▶ [TASK 1]
Copy out word for word the stretch of the records from the line containing "For every instance of the blue jeans, imagine" through the end of the records.

▶ [PASSAGE]
# Can anyone recommend a portable vacuum cleaner?



## The Silver Surfer (May 14, 2002)

I usually have to haul out the vacuum cleaner from the house everytime I want to hoover out the car, which can be a pain if you've not really got the time for a 'proper' hoover out, so I was thinking of buying a hand held cleaner for occasional use.

I reckon the type which plugs into the cigarette lighter, rather than the rechargeable type, is probably going to be the better option as you won't be running out of charge?

Are these hand held cleaners any good, or am I waisting my time and money? Can anyone recommend one of these?

Came across this one at Halfords, which seems to fit the bill? Amazon also appear to have the same one at a lower price.


----------



## damo (May 7, 2002)

I got the Dyson handheld for Xmas. Haven't used it properly yet but seems quite powerful.


----------



## Toshiba (Jul 8, 2004)

Ive got one too - doesn't last long and its rather heavy for a handheld.
Does work though.


----------



## davidg (Sep 14, 2002)

damo said:


> I got the Dyson handheld for Xmas. Haven't used it properly yet but seems quite powerful.


I got one for the Mrs,,,, ooops my car ,, no the Mrs     :wink:


----------



## Widget (May 7, 2002)

I agree, the DHH is great, but ours is for indoor use only. I use an old upright Dyson for car cleaning.

No handheld will come close to the suction of plug-in cleaner.

Have you ever used a 12v drill? Utter s***e, aren't they? Besides the cord to the cigarette lighter will get in your way.

Store a cyclinder vacuum in your garage. A lot less cumbersome than the upright without losing the power.


----------



## YELLOW_TT (Feb 25, 2004)

I have a Hoover handheld vacuum that is mains powered and I find it 10x better than any of the recharge/12v ones that I have used in the past


----------



## Jac-in-a-Box (Nov 9, 2002)

Hand held dc powered or re-chargeables are not worth the money...really lack in any suction.

Plenty 240v cheapies in the DIY and similar stores...that's where mine come from. When they're bust (or full :wink: )I take it back and get a free replacement.

Dave


----------



## davidg (Sep 14, 2002)

Jac-in-a-Box said:


> Hand held dc powered or re-chargeables are not worth the money...really lack in any suction.

Pointing and labeling entries:

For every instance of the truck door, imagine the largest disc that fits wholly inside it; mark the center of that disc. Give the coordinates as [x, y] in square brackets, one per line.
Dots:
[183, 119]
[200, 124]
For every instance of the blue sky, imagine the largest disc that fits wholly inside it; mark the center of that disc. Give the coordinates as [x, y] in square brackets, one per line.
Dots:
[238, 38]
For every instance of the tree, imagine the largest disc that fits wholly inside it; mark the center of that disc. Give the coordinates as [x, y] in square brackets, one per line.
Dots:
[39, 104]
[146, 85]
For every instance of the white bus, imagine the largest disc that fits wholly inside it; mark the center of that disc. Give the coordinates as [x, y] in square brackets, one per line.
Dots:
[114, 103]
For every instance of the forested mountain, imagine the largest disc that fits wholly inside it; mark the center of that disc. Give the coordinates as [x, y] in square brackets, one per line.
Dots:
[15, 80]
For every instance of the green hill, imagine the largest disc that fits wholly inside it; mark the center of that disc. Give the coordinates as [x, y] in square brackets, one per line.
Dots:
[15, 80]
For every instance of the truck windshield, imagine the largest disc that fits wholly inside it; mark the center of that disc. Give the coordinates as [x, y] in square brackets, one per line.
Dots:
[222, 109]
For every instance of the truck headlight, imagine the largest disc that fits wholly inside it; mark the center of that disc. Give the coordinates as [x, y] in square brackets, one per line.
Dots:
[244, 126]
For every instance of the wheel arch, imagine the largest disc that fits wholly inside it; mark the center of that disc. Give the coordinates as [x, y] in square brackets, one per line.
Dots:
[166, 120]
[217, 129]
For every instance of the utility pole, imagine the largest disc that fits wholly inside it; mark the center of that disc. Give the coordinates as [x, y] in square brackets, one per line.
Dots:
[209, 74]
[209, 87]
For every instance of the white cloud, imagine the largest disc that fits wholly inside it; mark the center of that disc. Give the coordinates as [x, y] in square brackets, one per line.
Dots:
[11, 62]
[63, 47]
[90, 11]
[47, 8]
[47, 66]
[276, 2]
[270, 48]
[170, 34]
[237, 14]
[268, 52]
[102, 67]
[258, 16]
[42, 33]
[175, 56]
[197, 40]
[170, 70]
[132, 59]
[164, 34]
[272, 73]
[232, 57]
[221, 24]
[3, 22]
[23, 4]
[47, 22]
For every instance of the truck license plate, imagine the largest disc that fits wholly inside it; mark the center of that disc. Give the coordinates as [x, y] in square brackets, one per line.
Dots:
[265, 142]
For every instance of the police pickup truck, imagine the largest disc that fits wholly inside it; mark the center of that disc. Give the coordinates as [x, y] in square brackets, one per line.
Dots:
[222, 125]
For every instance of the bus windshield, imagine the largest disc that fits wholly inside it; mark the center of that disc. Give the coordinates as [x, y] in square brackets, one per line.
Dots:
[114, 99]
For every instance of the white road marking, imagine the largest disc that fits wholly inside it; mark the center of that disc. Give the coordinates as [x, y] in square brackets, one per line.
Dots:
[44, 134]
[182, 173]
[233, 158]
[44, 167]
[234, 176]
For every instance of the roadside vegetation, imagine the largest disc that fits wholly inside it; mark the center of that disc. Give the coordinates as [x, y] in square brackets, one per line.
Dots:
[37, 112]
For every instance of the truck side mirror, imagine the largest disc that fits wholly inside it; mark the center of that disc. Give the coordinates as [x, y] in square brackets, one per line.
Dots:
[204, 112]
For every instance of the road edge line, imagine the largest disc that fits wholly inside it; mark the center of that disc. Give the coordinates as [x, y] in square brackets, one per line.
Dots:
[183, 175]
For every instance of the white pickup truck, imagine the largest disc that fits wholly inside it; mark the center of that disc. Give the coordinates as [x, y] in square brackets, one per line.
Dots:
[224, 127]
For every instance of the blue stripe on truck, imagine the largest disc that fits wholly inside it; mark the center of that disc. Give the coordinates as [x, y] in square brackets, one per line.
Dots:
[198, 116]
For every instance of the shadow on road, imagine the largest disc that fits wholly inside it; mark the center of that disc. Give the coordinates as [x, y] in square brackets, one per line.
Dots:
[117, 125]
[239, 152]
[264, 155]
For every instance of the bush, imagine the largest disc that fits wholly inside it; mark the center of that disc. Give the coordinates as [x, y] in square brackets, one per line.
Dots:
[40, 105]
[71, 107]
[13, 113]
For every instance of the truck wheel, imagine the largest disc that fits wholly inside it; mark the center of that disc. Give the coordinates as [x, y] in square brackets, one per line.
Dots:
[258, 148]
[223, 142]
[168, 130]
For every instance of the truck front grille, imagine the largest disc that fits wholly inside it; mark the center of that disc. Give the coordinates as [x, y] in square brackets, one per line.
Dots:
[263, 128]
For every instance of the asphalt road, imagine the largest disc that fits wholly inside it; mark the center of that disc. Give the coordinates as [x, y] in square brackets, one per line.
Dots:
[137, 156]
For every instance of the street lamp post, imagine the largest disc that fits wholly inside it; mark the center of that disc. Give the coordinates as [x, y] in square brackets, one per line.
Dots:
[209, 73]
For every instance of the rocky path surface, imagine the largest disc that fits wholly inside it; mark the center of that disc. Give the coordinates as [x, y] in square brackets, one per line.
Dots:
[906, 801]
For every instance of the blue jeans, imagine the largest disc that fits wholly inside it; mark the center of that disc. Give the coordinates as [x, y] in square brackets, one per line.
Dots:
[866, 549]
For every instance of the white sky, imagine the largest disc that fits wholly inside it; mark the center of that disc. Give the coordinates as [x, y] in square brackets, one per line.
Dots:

▶ [TASK 2]
In the forum thread about portable vacuum cleaners, what does Jac-in-a-Box do when a cheap 240v vacuum is bust or full?

▶ [COMPLETE ANSWER 1]
For every instance of the blue jeans, imagine the largest disc that fits wholly inside it; mark the center of that disc. Give the coordinates as [x, y] in square brackets, one per line.
Dots:
[866, 549]
For every instance of the white sky, imagine the largest disc that fits wholly inside it; mark the center of that disc. Give the coordinates as [x, y] in square brackets, one per line.
Dots:

▶ [COMPLETE ANSWER 2]
Jac-in-a-Box takes it back and gets a free replacement.